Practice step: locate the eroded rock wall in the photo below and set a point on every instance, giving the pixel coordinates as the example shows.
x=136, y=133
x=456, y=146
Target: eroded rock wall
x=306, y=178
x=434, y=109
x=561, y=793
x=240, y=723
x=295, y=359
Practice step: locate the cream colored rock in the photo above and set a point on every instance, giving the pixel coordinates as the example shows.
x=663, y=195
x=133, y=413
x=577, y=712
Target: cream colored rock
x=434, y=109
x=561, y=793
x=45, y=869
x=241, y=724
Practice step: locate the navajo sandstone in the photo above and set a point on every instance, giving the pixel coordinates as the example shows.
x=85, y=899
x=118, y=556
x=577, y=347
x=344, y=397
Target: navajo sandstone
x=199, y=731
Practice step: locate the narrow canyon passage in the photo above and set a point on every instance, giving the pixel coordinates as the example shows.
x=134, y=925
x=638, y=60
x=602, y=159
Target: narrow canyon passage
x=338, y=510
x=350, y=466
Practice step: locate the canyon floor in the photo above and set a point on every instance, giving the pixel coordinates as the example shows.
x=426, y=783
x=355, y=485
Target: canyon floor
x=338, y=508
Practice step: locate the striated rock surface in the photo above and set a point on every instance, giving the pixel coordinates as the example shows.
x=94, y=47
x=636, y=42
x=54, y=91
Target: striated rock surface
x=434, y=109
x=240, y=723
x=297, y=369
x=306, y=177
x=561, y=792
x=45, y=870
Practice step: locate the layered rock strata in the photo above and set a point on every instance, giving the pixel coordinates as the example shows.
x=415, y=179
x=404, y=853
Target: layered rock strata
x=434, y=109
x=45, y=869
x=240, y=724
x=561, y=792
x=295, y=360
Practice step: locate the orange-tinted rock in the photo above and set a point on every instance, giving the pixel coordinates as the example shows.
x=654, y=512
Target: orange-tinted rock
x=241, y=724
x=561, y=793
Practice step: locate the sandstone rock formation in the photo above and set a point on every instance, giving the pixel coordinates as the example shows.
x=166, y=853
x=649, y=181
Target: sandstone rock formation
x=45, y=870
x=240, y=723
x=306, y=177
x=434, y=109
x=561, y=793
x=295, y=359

☆ ☆ ☆

What the task requires
Rewrite the listing from the line containing "Practice step: locate the orange-tinted" through the end, changing every "Target" to "Object" and leaving everything else as it is.

Answer to this task
Practice step: locate the orange-tinted rock in the photo above and set a point on every instance, giving the pixel coordinates as the example shows.
x=654, y=512
Object: orange-tinted rock
x=241, y=724
x=561, y=793
Practice step: locate the sandstone rock formation in the photo above and set a point on every instance, giving the pixel coordinates as the example shows.
x=166, y=853
x=649, y=181
Object: sandstone rock formation
x=45, y=870
x=240, y=723
x=306, y=177
x=434, y=109
x=561, y=793
x=295, y=359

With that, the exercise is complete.